WHAT TO PRODUCE » Your answer should be one number: how many lines of the data include the string "query"?

BEGIN AVAILABLE RECORDS

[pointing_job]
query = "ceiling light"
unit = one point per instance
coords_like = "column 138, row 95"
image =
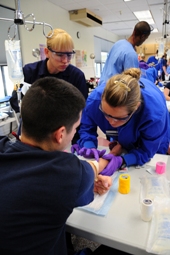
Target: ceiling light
column 155, row 30
column 144, row 16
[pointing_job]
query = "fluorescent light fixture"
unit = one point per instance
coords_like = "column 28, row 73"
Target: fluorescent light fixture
column 144, row 16
column 155, row 30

END AVAILABLE RECORDS

EXPECTED ANSWER » 2